- Consigne 1 -
Répondez s'il vous plaît à ces questions sur l'extrait consacré à la famille Dussault :
(a) En quelle année Étienne Dussault et son associé se lancent-ils dans la construction de quais ?
(b) Dans quelle ville Joseph-Étienne se spécialise-t-il en pédiatrie ?
(c) Qu'est-ce qui met fin aux occupations navales des Dussault ?
- Consigne 2 -
Prolongez l'extrait consacré à la famille Dussault en reprenant après sa dernière phrase.

======== Extrait à lire ========

Dans une liste de canotiers de Lévis en 186317se trouvent Magloire Dussault, son fils Étienne, mon arrière-grand-père, ainsi que Georges Dussault, probablement son neveu. Magloire, fils du cultivateur et journalier, Joseph, est d’abord journalier comme son père, selon les actes de son premier mariage et des baptêmes de ses premiers enfants, de 1834 à 1843. À partir de 1845, les actes le disent plutôt arrimeur. À son deuxième mariage en 1865, il est à nouveau journalier18. Qu’il soit arrimeur n’a rien d’exceptionnel. Les canotiers, surtout occupés en hiver, complètent souvent leurs revenus en été comme ouvriers de bord ou arrimeurs assurant le chargement et le déchargement des bateaux. Incidemment, Magloire épouse en premières noces Adélaïde Duquesnay, fille d’un marin, Nicolas, immigrant français alors jardinier d’un riche anglophone de Lévis. Adélaïde savait-elle que son père avait déjà femme et enfants en France lorsqu’il a épousé sa mère Marie Deraby à Arichat, Nouvelle-Écosse19 ?

Magloire et Adélaïde habiteraient près du chantier Russell, dans l’anse du même nom, à l’ouest de la traverse actuelle, quand naît leur fils Étienne en 1841. Selon Pierre-Georges Roy, Étienne « était né dans ce chantier qu’il ne voulut quitter que pour aller au cimetière Mont-Marie 20.». L’historien ne cache pas son admiration pour celui qu’il a « vu simple canotier et qui décéda un des grands entrepreneurs de la région de Québec21 ». Étienne Dussault est instruit au collège de Lévis et parlerait un excellent français, ce qui ne l’empêche pas de travailler d’abord comme canotier en hiver et ouvrier de bord ou arrimeur en été.

Avec la fin du 19e siècle vient la disparition des navires à voiles, remplacés par les steamers pour le transport du bois des chantiers vers l’Angleterre. Le bois laissant place au métal pour la construction des navires anglais, comme bien d’autres, mon arrière-grand-père doit changer de métier, mais il reste près de l’eau. En 1896, avec son associé, Ludger Lemieux, il se lance dans la construction de quais et autres bassins de carénage. Avec ses fils, il poursuit dans celle de quais en eau profonde et fait aussi du dragage, dont celui du bassin Louise à Québec. Il construit ensuite des aqueducs municipaux avec un autre associé, puis le prolongement d’une voie ferrée, dernier contrat avant sa mort en 190922. Le petit canotier d’origine laisse alors un important héritage.

Mon grand-père, Joseph-Étienne, est le fils aîné d’Étienne et de sa deuxième épouse, Camille Nadeau. Profitant de l’aisance matérielle acquise par son père, il devient médecin, épouse ma grand-mère Jeannette Belleau en juillet 1908 et part avec elle en voyage de noces à Paris où il se spécialise en pédiatrie, par la même occasion. Mais ce sont plutôt les chantiers de son père qui lui permettent de gagner sa vie avec ses frères. Le krach boursier de 1929 et la grande dépression entrainent un revers de fortune et mettent fin aux occupations navales des Dussault.

======== Matériel fourni ========

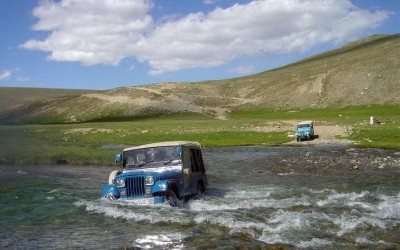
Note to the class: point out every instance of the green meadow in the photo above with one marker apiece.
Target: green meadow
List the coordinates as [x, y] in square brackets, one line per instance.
[96, 143]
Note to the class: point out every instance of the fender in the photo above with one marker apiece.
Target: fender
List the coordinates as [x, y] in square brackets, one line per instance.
[110, 191]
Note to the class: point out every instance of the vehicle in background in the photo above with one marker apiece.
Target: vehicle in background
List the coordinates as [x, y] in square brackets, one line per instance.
[304, 131]
[159, 172]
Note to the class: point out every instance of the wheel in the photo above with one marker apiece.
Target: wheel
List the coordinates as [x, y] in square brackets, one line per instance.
[112, 176]
[200, 188]
[173, 198]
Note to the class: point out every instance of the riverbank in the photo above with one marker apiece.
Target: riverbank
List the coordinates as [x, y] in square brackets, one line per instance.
[89, 143]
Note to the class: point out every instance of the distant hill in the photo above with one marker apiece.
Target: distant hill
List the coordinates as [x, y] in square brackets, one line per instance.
[361, 73]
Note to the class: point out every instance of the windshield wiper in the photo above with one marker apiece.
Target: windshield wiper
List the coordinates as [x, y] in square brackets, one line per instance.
[173, 161]
[144, 163]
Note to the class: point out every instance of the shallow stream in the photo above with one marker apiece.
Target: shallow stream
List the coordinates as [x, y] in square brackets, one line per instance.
[321, 197]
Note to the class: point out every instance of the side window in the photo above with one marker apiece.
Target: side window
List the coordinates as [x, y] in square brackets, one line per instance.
[196, 160]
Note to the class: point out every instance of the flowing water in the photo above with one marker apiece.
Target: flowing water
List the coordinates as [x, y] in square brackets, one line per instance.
[296, 198]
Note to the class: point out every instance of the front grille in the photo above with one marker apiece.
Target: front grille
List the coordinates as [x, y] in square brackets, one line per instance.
[134, 186]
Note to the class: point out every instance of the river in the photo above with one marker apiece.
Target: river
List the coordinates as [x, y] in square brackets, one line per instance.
[320, 197]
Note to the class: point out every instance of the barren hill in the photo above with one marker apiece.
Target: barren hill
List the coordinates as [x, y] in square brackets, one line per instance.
[363, 72]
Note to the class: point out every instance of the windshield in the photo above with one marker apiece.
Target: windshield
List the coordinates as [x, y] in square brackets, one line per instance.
[152, 157]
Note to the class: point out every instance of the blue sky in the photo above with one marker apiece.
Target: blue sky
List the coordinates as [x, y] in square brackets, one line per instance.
[105, 44]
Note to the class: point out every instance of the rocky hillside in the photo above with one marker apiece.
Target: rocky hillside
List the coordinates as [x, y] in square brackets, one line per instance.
[363, 72]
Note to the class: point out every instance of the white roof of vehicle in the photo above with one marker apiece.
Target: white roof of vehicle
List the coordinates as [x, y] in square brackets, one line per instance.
[304, 122]
[166, 144]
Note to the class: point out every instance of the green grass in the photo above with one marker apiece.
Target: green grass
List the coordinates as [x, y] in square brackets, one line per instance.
[86, 143]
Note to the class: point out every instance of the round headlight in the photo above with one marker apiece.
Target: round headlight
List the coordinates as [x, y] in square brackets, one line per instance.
[120, 183]
[149, 181]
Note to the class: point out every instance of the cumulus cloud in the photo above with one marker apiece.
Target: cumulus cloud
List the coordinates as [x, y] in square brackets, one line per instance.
[5, 74]
[105, 32]
[91, 31]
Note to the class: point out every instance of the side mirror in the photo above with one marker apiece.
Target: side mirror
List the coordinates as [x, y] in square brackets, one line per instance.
[118, 158]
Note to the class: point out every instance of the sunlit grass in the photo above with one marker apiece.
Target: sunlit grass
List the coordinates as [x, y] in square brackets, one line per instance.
[90, 143]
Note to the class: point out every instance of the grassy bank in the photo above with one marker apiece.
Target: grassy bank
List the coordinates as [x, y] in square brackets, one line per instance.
[96, 143]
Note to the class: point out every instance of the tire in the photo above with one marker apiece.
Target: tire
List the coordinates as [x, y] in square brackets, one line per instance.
[112, 176]
[200, 189]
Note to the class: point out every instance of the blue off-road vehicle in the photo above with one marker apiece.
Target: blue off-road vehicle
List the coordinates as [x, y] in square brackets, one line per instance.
[157, 173]
[304, 131]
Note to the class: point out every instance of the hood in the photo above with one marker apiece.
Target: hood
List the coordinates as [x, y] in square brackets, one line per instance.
[160, 172]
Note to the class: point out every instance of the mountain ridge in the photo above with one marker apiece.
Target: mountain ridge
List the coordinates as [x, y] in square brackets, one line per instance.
[363, 72]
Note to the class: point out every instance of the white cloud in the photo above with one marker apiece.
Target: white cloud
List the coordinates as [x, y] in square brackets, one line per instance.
[23, 79]
[5, 74]
[93, 32]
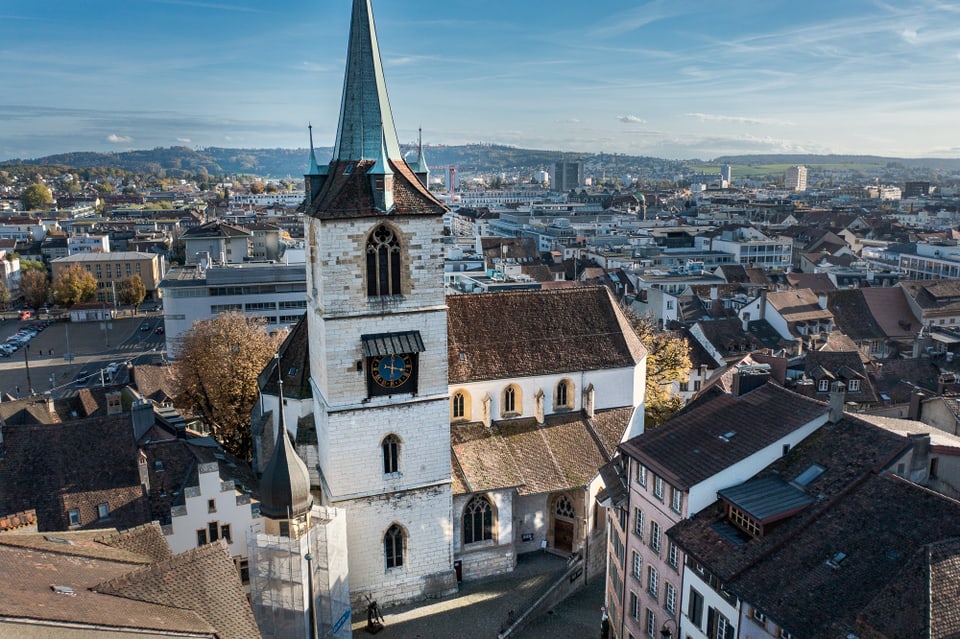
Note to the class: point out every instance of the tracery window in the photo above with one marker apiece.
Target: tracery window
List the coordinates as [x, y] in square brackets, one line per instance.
[383, 263]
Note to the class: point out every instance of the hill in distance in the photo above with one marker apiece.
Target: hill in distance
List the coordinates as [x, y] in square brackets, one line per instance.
[486, 159]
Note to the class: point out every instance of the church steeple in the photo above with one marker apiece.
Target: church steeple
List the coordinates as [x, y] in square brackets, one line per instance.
[420, 168]
[316, 174]
[285, 486]
[366, 121]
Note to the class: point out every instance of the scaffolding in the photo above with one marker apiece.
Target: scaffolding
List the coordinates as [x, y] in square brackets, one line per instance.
[283, 571]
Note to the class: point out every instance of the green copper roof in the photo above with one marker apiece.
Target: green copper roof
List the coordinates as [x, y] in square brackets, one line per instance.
[366, 127]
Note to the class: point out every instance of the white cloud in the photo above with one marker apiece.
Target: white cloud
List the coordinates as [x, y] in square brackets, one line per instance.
[711, 117]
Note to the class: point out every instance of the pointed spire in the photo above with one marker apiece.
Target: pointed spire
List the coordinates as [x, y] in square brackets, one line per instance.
[314, 168]
[420, 168]
[366, 121]
[285, 486]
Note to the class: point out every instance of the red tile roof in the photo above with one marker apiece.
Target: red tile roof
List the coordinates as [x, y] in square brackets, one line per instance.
[516, 334]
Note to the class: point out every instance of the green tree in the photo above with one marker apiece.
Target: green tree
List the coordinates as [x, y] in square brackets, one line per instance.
[668, 361]
[36, 196]
[35, 287]
[131, 291]
[216, 374]
[75, 286]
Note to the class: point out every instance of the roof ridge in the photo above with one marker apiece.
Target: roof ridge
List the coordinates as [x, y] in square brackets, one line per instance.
[116, 585]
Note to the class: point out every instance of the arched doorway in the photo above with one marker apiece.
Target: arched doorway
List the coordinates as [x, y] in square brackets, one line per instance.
[564, 523]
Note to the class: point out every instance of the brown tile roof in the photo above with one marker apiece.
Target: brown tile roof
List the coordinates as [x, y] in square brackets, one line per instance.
[19, 521]
[203, 580]
[817, 282]
[563, 453]
[482, 460]
[877, 548]
[516, 334]
[349, 195]
[77, 464]
[154, 382]
[26, 592]
[178, 469]
[891, 311]
[687, 448]
[899, 378]
[922, 598]
[799, 305]
[841, 366]
[853, 315]
[146, 540]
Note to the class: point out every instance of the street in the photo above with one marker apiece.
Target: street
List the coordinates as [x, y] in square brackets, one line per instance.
[47, 366]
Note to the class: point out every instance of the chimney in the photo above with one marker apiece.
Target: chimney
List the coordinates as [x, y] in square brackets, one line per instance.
[838, 394]
[141, 414]
[916, 405]
[144, 471]
[748, 378]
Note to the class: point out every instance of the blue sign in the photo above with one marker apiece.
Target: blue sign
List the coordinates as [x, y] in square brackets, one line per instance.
[342, 620]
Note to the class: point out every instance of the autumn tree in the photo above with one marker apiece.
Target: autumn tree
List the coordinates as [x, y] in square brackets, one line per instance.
[219, 361]
[36, 196]
[131, 291]
[668, 361]
[35, 287]
[74, 286]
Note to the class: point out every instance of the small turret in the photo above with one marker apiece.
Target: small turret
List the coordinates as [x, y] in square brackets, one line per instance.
[285, 498]
[420, 168]
[315, 176]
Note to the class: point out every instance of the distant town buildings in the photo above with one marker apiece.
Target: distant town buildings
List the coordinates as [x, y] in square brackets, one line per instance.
[795, 179]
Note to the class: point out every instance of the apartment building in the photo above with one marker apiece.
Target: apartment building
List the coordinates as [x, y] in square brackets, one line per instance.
[674, 472]
[110, 269]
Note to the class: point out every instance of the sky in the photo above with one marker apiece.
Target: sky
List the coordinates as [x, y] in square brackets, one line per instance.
[678, 79]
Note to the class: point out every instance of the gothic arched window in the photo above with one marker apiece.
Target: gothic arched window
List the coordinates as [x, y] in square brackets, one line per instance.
[393, 546]
[459, 405]
[564, 395]
[511, 401]
[383, 262]
[391, 454]
[477, 520]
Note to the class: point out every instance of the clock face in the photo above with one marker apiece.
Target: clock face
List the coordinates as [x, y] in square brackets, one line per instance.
[391, 371]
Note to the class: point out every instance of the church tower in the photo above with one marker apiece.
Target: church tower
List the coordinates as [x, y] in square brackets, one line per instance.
[378, 345]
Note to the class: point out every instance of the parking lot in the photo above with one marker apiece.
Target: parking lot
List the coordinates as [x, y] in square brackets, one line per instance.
[66, 356]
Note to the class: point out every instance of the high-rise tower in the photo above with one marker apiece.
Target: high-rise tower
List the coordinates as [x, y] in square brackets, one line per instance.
[378, 347]
[299, 588]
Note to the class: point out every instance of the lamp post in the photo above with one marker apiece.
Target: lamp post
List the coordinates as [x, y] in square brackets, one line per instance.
[665, 632]
[26, 361]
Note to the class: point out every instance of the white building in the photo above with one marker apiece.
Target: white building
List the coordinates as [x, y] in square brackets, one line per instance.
[276, 292]
[386, 383]
[795, 178]
[88, 244]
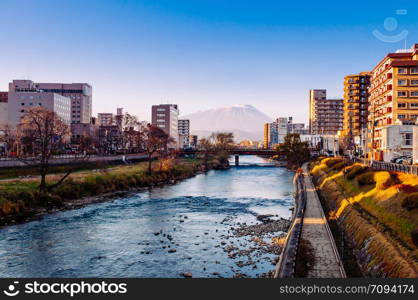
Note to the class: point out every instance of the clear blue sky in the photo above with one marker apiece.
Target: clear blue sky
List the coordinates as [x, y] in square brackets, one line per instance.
[198, 54]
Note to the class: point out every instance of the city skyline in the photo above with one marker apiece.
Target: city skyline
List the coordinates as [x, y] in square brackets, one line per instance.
[199, 56]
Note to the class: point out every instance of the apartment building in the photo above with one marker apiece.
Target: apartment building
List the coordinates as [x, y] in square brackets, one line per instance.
[105, 119]
[4, 96]
[165, 116]
[393, 97]
[271, 135]
[80, 95]
[325, 115]
[19, 102]
[282, 129]
[184, 133]
[355, 103]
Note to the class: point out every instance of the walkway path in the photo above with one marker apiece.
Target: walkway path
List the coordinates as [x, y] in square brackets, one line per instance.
[315, 229]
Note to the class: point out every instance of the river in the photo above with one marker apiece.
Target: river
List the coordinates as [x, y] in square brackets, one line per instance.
[161, 232]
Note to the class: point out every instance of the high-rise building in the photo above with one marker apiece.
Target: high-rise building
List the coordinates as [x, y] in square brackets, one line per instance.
[325, 115]
[24, 94]
[165, 116]
[393, 97]
[105, 119]
[184, 133]
[4, 96]
[282, 129]
[271, 135]
[355, 103]
[79, 93]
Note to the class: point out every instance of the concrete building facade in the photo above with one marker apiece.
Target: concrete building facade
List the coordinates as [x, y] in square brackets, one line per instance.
[184, 133]
[325, 115]
[393, 96]
[355, 103]
[396, 140]
[20, 101]
[80, 95]
[105, 119]
[271, 135]
[4, 96]
[165, 116]
[282, 129]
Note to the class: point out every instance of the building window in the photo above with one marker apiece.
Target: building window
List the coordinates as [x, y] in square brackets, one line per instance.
[407, 138]
[402, 70]
[402, 82]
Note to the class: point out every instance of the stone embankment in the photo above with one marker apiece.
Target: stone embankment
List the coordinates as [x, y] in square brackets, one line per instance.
[310, 224]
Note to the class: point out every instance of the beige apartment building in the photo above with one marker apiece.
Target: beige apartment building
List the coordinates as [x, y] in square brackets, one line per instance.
[165, 116]
[80, 95]
[355, 103]
[393, 98]
[4, 96]
[325, 115]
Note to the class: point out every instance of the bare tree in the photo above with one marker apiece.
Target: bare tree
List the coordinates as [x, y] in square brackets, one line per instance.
[218, 143]
[206, 146]
[224, 141]
[40, 135]
[155, 143]
[7, 139]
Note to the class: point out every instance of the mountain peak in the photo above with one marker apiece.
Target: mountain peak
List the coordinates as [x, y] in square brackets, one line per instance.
[237, 118]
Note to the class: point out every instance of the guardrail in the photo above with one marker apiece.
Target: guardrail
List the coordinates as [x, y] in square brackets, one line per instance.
[380, 165]
[287, 263]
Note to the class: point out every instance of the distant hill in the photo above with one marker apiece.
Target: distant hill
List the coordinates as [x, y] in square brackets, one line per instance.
[245, 121]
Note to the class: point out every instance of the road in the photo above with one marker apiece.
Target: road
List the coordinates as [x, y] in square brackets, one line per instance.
[316, 230]
[68, 159]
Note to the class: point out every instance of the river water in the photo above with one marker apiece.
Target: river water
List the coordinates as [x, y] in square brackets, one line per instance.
[132, 236]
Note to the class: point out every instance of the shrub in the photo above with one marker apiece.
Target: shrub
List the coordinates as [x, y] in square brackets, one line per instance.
[383, 180]
[8, 207]
[406, 188]
[366, 179]
[414, 237]
[329, 162]
[338, 166]
[355, 170]
[410, 202]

========

- Réponse rédigée 1 -
(a) En 1896.
(b) À Paris.
(c) Le krach boursier de 1929 et la grande dépression.

- Réponse rédigée 2 -
L’histoire parle peu des femmes de tous ces « hardis gars ». Elle rapporte cependant qu’elles « suppléaient de temps à autre à leurs maris » et « qu’une fois l’aviron en main, elles guidaient les petits canots d’alors avec autant d’habileté que leurs époux »23. Ces situations se présenteraient surtout en été quand les hommes s’occupent aussi des récoltes et de la pêche de l’anguille. Le silence plane cependant sur les tâches quotidiennes de ces femmes qui, en plus des nombreuses maternités, maladies et deuils d’enfants, prennent soin des bêtes et des potagers, et entretiennent des maisons-auberges où logent, en plus de leur propre famille, des voyageurs en attente de traverser le fleuve. Une vie de lourd labeur dans l’inquiétude de voir pères, maris, frères ou fils s’aventurer sur des glaces instables dans le grand vent s’engouffrant entre les deux rives du Saint-Laurent!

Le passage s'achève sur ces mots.